# SÉLECTION:
Du centre Pompidou-Metz au Musée du Quai Branly, en passant par le MuCEM à Marseille, pour le passage de 2016 à 2017, La Matinale vous propose une sélection d’expositions à visiter d’urgence avant qu’elles ne ferment (ouvertes le 1er janvier).

Magritte, faussaire de génie, au Centre Pompidou (Paris)

« La lampe philosophique » (1936). | PHOTOTHÈQUE RENÉ MAGRITTE/ADAGP

Magritte (1898-1967) a passé son temps à créer le trouble. Il s’est appliqué à dénoncer les illusions de la peinture et les conventions du langage : les images nous leurrent et les mots abusent de notre crédulité. Une centaine d’œuvres, principalement des toiles, sont disposées dans l’exposition que lui consacre le Centre Pompidou, dans un ordre qui n’est pas chronologique, mais logique. L’obsession, ici, c’est la fausseté. Aussi l’exposition a-t-elle pour titre celui d’un Magritte entre tous exemplaire, La Trahison des images, plus connu sous le nom de Ceci n’est pas une pipe. Magritte, fatigué de devoir s’expliquer, finit par s’en tenir à un raisonnement simple : ceci n’est pas une pipe puisque nul ne peut la fumer. L’image trahit en se prétendant le double de l’objet, alors qu’elle n’en est, tout au plus, qu’une indication partielle. Trompe-l’œil et trompe-l’esprit. Philippe Dagen

Centre Pompidou, Galerie 2. Paris 4e. Tous les jours (sauf mardi) de 11 heures à 21 heures. Nocturne jusqu’à 23 heures les jeudis soir et lundis soir. Entrée : de 11 € à 14 €. Jusqu’au 23 janvier. Centrepompidou.fr

La ségrégation sous toutes ses coutures, au Musée du Quai Branly-Jacques Chirac (Paris)

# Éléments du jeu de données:
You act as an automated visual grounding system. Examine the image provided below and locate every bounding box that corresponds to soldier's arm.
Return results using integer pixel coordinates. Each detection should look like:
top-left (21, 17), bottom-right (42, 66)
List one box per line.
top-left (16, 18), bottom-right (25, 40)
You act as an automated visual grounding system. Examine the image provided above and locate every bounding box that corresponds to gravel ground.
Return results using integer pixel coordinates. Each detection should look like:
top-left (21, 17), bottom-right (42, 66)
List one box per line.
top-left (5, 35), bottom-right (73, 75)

# DÉFIS:
- 1) Recopiez fidèlement le passage de la sélection d'expositions qui va de « Centre Pompidou, Galerie » jusqu'à « Branly-Jacques Chirac (Paris) » inclus.
- 2) Reproduisez à l'identique l'ensemble des lignes du jeu de données, sans rien y changer.

# RÉSULTATS PAR TÂCHE:
- 1)
Centre Pompidou, Galerie 2. Paris 4e. Tous les jours (sauf mardi) de 11 heures à 21 heures. Nocturne jusqu’à 23 heures les jeudis soir et lundis soir. Entrée : de 11 € à 14 €. Jusqu’au 23 janvier. Centrepompidou.fr

La ségrégation sous toutes ses coutures, au Musée du Quai Branly-Jacques Chirac (Paris)

- 2)
You act as an automated visual grounding system. Examine the image provided below and locate every bounding box that corresponds to soldier's arm.
Return results using integer pixel coordinates. Each detection should look like:
top-left (21, 17), bottom-right (42, 66)
List one box per line.
top-left (16, 18), bottom-right (25, 40)
You act as an automated visual grounding system. Examine the image provided above and locate every bounding box that corresponds to gravel ground.
Return results using integer pixel coordinates. Each detection should look like:
top-left (21, 17), bottom-right (42, 66)
List one box per line.
top-left (5, 35), bottom-right (73, 75)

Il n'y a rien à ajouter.